Work instructions |
• a. Quote the cancer research summaries, starting with "A novel formulation" and going on through "published in Cell.".
• b. Name every journal that the cancer research summaries give as a place of publication.

Researchers from several academic institutions in the U.S. conducted a prospective cohort study on the impact of physical activity on cancer. It demonstrated that physical inactivity, or a greater sedentary lifestyle, was associated with higher (up to 82%) cancer mortality. At the same time, a moderate intensity exercise reduced the risk of cancer death by 31%. The study was published in Lancet Oncology.
Colitis is a known digestive tract side effect of immunotherapy in cancer treatment. A new study by U.S. researchers established that vitamin D supplementation before starting cancer treatment reduced the risk of developing colitis in patients treated with immune checkpoint inhibitors by 65%. This study was published in Cancer.
A novel formulation of an existing drug abiraterone acetate used for prostate cancer (currently available as a commercial product Zytiga) can make a significant impact on the quality of life of patients treated with it. Australian scientists enhanced the drug’s properties “by using oils to mimic pharmaceutical food effects,” leading to fewer side effects and smaller doses needed for treatment. This preclinical study was published in the International Journal of Pharmaceuticals.
Scientists from Europe established that “targeting cancer’s ability to process fat” by using a combination of a new class of drugs called cPLA2 inhibitors and a fat free diet makes cancers less reliant on fat for their growth and spread. This animal study was published in Cell.

(Saved entries)

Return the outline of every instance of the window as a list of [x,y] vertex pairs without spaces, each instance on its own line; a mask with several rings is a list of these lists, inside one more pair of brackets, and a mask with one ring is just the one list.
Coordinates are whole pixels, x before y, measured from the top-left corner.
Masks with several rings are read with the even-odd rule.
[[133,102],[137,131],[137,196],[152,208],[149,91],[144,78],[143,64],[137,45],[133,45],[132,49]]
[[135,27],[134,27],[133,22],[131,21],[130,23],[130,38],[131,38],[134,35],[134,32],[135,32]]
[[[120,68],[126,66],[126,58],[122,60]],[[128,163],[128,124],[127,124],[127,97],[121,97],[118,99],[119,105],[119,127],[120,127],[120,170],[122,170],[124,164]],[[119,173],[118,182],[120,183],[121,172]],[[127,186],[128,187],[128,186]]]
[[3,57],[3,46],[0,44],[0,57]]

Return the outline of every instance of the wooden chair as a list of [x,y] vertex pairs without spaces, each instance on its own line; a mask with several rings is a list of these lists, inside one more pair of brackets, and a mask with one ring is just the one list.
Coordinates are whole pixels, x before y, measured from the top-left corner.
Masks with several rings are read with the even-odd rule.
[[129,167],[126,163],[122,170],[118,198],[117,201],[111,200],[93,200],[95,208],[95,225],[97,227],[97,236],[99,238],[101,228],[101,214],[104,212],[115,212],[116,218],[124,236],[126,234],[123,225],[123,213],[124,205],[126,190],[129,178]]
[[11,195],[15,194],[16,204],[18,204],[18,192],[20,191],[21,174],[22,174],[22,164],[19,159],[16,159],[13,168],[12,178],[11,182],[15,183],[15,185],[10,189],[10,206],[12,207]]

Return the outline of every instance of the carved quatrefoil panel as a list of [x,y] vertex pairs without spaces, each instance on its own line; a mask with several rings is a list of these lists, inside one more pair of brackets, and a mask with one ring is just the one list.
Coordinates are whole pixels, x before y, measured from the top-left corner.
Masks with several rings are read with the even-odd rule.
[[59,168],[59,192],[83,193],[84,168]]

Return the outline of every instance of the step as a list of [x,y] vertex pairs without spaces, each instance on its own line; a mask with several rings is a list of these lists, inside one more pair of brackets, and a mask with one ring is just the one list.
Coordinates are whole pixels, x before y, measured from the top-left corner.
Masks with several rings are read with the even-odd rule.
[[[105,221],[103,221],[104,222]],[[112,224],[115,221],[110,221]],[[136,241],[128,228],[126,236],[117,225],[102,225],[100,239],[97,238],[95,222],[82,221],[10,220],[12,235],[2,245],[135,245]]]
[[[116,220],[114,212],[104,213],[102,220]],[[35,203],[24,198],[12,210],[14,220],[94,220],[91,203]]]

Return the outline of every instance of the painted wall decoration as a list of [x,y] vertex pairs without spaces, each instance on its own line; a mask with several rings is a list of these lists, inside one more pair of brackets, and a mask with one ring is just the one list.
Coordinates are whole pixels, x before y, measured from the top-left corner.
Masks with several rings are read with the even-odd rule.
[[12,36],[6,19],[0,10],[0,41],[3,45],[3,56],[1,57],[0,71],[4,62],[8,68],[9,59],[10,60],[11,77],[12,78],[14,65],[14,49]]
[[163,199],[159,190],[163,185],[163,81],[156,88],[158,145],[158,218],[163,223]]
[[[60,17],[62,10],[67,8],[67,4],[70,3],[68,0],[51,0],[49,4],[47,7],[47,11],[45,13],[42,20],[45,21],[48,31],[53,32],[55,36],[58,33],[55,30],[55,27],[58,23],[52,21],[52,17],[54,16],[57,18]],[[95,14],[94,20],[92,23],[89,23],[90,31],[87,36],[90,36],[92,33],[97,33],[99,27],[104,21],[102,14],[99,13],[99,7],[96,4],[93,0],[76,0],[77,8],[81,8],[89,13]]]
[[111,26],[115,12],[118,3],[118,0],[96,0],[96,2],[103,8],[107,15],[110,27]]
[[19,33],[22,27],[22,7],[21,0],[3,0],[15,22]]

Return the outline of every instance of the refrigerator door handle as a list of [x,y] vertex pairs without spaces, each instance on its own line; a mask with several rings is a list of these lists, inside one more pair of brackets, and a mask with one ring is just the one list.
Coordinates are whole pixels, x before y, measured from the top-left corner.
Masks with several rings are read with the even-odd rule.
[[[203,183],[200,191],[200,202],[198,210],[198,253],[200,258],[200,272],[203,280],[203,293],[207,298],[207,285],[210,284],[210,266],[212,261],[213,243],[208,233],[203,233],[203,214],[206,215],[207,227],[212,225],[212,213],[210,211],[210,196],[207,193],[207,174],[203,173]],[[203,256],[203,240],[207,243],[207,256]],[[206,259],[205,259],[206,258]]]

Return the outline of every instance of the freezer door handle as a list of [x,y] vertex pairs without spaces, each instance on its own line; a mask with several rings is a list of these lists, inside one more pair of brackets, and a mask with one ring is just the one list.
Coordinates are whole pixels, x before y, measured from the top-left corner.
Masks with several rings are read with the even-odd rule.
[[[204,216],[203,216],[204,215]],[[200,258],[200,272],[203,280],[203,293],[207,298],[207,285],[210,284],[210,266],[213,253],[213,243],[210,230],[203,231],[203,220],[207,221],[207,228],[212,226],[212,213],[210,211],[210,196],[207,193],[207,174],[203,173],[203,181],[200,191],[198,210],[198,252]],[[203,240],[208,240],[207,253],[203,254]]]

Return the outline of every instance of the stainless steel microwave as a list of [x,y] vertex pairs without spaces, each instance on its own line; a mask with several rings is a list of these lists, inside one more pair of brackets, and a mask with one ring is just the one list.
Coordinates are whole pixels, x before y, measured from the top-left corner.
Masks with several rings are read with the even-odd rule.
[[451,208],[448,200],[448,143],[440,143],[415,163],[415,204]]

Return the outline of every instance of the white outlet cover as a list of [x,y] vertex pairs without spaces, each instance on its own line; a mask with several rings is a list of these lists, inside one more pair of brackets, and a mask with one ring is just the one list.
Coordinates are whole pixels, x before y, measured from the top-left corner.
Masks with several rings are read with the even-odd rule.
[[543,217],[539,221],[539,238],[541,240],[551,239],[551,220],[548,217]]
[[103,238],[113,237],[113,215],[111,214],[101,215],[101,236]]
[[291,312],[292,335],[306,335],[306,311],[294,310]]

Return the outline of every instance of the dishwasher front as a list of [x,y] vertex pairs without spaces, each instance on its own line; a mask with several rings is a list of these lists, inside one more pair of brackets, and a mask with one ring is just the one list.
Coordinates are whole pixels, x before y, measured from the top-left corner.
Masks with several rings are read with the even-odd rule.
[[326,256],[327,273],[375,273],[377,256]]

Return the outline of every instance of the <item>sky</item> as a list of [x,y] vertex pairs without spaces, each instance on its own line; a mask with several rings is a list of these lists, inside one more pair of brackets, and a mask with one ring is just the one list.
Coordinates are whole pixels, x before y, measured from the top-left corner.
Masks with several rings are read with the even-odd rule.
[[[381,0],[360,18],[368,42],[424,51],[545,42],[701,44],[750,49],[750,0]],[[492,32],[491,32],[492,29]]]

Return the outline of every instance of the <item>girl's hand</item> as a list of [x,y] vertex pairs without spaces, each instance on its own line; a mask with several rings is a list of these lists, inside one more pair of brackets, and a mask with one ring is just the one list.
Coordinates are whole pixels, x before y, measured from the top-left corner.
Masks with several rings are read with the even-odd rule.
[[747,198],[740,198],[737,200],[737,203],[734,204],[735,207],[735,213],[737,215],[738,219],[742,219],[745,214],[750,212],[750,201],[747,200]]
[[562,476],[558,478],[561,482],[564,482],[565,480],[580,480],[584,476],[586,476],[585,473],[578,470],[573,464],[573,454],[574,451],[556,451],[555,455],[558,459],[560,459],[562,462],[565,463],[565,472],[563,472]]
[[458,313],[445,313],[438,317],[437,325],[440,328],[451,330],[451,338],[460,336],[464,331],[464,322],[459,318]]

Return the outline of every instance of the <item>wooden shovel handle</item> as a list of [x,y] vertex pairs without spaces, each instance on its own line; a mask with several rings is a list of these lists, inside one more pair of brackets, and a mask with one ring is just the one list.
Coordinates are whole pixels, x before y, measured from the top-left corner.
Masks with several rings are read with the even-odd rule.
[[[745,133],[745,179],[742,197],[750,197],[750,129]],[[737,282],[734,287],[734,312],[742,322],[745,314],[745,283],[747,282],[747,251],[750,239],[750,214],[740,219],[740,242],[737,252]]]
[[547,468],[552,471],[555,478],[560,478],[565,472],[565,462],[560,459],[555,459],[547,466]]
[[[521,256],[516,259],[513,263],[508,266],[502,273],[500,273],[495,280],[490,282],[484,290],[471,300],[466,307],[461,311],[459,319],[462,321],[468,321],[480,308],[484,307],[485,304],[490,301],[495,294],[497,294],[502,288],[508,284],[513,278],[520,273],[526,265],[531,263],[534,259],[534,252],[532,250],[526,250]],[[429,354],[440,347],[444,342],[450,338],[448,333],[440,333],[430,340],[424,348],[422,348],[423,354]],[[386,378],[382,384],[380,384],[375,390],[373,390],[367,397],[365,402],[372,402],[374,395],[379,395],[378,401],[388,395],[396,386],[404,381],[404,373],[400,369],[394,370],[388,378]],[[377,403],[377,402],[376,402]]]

Results |
• a.
A novel formulation of an existing drug abiraterone acetate used for prostate cancer (currently available as a commercial product Zytiga) can make a significant impact on the quality of life of patients treated with it. Australian scientists enhanced the drug’s properties “by using oils to mimic pharmaceutical food effects,” leading to fewer side effects and smaller doses needed for treatment. This preclinical study was published in the International Journal of Pharmaceuticals.
Scientists from Europe established that “targeting cancer’s ability to process fat” by using a combination of a new class of drugs called cPLA2 inhibitors and a fat free diet makes cancers less reliant on fat for their growth and spread. This animal study was published in Cell.

• b.
Lancet Oncology
Cancer
International Journal of Pharmaceuticals
Cell